Take the line containing "of the terracotta" and every line after it in the data below, and print them exactly as given, with nothing else.
=======
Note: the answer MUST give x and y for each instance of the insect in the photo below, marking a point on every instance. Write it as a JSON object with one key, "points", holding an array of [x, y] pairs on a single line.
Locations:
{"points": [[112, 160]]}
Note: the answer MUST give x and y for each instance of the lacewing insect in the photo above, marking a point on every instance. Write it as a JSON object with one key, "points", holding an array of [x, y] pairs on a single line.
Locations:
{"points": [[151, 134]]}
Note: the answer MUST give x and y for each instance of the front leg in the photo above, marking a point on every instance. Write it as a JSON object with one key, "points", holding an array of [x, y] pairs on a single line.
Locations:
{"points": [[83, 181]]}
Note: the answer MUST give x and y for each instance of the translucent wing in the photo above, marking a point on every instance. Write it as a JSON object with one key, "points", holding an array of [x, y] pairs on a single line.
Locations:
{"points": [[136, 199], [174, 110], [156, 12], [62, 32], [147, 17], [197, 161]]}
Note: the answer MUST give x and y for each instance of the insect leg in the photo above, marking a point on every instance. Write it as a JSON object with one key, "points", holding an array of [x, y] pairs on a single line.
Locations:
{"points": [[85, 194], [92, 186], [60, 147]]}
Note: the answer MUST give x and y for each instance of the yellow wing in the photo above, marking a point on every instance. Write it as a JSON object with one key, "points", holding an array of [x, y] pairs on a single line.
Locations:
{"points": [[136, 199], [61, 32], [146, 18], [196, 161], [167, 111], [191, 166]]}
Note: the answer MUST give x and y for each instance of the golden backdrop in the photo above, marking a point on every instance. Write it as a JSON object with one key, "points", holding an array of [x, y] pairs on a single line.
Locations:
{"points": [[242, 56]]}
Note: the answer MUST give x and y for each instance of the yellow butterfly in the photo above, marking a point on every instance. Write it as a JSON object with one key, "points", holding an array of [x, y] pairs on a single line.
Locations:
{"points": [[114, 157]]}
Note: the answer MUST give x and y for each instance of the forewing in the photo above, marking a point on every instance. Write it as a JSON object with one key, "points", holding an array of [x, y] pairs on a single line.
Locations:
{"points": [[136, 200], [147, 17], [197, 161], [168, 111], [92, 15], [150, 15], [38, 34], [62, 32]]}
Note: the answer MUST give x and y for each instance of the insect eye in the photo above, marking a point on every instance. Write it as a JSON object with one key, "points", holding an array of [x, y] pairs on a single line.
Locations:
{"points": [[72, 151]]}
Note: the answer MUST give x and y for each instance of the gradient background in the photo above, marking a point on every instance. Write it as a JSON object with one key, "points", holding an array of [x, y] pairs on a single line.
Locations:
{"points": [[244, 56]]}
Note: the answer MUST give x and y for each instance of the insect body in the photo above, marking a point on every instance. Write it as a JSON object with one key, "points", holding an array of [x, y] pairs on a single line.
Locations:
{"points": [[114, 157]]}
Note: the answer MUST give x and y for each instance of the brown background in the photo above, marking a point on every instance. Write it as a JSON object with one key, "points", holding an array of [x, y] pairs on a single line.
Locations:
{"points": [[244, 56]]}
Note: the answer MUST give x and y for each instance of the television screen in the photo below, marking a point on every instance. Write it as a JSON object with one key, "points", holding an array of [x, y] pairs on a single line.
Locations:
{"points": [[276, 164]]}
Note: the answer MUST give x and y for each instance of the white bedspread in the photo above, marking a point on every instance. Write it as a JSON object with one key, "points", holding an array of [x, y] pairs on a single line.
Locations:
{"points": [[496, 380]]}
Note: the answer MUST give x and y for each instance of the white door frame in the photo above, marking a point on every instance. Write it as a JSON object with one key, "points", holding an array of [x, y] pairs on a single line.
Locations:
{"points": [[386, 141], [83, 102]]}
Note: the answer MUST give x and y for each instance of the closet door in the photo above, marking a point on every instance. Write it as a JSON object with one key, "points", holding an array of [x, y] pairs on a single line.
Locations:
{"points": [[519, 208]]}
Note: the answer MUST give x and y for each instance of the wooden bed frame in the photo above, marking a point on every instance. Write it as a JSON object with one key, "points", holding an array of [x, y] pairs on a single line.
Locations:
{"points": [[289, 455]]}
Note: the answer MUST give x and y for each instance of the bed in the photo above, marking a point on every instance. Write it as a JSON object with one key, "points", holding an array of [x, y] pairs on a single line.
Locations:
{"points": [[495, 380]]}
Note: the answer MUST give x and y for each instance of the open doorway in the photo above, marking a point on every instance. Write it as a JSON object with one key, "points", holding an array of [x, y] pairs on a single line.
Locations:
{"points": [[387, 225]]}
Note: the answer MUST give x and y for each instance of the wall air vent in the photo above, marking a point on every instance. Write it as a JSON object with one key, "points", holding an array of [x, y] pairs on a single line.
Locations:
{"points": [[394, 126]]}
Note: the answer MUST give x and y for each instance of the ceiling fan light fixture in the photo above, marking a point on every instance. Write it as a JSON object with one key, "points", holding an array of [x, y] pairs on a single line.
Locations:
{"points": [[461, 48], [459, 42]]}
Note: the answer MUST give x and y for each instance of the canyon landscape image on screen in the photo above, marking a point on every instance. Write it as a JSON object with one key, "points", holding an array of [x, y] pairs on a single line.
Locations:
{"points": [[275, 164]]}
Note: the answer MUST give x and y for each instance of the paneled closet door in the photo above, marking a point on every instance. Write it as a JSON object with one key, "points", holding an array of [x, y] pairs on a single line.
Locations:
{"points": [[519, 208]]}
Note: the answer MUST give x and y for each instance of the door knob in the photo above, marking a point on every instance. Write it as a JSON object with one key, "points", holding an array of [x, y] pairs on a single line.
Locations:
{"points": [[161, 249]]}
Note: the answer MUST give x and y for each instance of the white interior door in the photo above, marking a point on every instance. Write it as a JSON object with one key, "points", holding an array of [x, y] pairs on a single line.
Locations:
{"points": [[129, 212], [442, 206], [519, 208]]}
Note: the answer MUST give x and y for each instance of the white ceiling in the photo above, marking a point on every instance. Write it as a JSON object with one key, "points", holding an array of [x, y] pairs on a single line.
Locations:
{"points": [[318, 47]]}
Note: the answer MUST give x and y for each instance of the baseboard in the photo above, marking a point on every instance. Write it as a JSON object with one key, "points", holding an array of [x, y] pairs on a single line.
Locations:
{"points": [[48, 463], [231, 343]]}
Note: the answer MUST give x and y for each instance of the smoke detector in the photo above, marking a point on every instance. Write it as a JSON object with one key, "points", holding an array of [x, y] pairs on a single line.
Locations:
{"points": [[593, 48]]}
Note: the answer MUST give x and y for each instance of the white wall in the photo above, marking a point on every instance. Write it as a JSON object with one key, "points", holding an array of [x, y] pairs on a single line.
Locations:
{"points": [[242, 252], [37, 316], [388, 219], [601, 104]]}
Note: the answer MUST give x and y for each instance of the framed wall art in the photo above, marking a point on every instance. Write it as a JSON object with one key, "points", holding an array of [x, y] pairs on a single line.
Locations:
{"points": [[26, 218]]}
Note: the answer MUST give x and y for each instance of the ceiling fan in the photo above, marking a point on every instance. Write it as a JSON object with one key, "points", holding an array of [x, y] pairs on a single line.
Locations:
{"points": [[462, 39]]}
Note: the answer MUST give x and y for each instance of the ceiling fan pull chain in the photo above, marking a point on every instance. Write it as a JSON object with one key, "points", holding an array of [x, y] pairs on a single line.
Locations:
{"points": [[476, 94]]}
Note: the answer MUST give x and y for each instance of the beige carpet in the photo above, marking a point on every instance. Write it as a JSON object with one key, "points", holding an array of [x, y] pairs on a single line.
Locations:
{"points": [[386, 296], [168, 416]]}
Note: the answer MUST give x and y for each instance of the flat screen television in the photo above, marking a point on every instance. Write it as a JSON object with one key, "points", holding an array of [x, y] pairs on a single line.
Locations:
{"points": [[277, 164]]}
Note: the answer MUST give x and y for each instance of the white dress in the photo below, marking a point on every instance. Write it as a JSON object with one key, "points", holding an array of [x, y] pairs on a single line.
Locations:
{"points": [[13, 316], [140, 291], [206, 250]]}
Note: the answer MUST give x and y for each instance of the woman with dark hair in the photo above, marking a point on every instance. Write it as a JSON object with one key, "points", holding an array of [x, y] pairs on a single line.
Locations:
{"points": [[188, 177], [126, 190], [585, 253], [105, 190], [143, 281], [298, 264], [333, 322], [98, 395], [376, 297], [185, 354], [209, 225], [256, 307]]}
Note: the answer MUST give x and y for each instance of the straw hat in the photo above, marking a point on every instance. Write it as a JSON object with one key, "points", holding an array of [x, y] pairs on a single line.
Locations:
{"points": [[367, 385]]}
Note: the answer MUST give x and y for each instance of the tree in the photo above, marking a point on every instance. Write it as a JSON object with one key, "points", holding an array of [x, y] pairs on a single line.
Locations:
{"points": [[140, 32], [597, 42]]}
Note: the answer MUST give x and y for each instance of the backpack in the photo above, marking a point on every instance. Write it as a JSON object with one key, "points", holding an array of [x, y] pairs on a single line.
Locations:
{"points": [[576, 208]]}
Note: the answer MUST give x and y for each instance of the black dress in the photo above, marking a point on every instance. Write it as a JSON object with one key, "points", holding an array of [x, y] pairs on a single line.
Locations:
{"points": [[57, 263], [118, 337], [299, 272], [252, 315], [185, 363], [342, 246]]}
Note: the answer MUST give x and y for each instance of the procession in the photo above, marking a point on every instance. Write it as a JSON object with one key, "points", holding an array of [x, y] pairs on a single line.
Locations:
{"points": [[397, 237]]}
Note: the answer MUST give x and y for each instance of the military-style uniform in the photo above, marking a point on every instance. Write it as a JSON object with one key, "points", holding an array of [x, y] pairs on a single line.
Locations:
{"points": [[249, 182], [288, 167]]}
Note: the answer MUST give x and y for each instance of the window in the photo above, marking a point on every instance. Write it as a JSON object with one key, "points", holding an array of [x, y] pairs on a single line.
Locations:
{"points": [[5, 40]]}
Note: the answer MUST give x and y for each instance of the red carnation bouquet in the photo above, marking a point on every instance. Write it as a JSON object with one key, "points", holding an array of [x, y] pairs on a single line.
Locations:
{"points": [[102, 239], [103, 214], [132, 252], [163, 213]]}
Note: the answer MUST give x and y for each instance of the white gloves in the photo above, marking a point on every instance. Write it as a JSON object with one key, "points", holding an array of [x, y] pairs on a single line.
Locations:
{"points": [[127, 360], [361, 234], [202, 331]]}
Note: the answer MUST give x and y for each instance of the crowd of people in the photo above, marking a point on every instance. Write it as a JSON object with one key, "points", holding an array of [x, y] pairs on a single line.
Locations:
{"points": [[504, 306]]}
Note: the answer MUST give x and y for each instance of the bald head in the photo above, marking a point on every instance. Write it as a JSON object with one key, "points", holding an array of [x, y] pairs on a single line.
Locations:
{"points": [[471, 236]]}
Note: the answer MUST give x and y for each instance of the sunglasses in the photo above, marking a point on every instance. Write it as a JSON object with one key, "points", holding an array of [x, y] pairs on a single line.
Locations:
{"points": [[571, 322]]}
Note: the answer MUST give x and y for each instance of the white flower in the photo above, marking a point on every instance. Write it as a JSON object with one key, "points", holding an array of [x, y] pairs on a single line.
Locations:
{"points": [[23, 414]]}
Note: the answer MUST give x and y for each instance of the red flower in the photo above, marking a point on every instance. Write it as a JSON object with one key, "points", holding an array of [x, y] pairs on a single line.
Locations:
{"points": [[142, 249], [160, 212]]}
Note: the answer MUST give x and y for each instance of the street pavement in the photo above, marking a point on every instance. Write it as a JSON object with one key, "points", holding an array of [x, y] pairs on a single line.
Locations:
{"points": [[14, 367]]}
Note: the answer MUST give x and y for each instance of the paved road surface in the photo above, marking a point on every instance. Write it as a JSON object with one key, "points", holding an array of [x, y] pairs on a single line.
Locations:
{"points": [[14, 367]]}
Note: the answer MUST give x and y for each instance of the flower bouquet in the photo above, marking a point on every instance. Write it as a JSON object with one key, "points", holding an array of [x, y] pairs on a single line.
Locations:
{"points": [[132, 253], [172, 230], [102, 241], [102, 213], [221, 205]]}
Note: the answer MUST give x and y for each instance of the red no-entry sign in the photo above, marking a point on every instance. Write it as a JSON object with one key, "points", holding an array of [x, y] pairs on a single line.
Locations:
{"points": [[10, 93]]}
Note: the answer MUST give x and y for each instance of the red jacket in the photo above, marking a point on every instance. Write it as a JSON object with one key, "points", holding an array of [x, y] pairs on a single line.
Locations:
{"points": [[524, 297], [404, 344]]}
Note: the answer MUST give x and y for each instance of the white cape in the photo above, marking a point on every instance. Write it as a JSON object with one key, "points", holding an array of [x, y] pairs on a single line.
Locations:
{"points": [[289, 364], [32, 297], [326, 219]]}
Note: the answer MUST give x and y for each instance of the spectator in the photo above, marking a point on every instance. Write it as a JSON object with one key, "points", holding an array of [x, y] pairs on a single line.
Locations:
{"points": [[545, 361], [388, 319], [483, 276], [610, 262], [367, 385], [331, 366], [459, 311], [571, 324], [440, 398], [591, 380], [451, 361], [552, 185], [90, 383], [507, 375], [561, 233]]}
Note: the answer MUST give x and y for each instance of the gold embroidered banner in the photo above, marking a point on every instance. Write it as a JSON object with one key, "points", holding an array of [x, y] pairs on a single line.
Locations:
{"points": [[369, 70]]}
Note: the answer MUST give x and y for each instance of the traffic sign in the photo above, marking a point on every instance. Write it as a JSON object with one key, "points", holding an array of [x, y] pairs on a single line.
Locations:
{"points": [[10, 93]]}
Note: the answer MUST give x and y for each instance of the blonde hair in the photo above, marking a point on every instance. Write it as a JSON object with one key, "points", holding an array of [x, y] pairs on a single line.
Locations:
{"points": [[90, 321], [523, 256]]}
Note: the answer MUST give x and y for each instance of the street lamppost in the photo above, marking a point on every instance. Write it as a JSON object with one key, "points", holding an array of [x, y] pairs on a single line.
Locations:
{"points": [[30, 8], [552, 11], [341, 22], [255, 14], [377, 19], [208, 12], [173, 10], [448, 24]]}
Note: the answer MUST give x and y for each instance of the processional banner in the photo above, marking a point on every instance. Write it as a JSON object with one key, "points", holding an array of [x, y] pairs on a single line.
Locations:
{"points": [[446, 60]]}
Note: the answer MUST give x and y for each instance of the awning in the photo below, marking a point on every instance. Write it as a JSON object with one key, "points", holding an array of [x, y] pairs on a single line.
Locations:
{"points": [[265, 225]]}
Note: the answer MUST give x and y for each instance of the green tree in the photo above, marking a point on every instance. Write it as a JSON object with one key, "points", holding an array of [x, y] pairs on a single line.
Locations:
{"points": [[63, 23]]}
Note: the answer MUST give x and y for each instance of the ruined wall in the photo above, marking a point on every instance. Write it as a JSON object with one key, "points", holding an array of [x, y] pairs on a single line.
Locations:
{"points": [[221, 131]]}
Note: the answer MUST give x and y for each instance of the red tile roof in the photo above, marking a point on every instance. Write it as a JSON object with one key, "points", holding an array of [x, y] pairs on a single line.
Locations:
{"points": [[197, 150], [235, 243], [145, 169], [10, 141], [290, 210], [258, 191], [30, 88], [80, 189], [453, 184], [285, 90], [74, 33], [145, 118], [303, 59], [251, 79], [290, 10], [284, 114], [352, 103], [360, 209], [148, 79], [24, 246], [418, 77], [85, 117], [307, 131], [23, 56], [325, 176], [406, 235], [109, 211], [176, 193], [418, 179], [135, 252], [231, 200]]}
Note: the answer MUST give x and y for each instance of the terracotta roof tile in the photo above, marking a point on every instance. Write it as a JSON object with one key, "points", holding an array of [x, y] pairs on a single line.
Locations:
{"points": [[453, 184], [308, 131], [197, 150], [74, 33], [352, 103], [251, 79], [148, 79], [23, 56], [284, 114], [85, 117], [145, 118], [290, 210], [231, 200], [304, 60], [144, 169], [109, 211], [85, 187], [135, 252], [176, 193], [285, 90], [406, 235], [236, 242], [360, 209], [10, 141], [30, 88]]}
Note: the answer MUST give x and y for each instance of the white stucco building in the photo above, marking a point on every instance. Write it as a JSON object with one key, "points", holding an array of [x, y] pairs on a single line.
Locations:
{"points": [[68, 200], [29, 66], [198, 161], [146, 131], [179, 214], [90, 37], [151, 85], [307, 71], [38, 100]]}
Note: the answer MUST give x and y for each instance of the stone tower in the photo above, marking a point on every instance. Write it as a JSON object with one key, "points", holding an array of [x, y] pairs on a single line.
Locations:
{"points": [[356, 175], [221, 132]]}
=======
## TASK RESULT
Note: the answer MUST give x and y for each instance of the terracotta roof tile in the photo above, marking a point on every instance. Write it as a JSON object with one key, "points", holding an array of [x, y] pairs on a single line.
Locations:
{"points": [[453, 184], [308, 131], [197, 150], [74, 33], [352, 103], [251, 79], [148, 79], [23, 56], [284, 114], [85, 117], [145, 118], [290, 210], [231, 200], [304, 60], [144, 169], [109, 211], [85, 187], [135, 252], [176, 193], [285, 90], [406, 235], [236, 242], [360, 209], [10, 141], [30, 88]]}
Note: the answer MUST give x and y for each instance of the white stucco building in the photo above, marking a point on every instance. Write it as a JSON object with one key, "points", holding an array of [x, y] pairs on a single line.
Locations:
{"points": [[68, 200], [29, 66], [198, 161], [146, 131], [179, 214], [90, 37], [151, 85], [307, 71], [38, 100]]}
Note: the answer MUST give x and y for each instance of the stone tower in the photo above, marking a point on every instance. Write it as a JSON object with one key, "points", holding an array of [x, y] pairs on a single line.
Locations:
{"points": [[356, 175], [221, 132]]}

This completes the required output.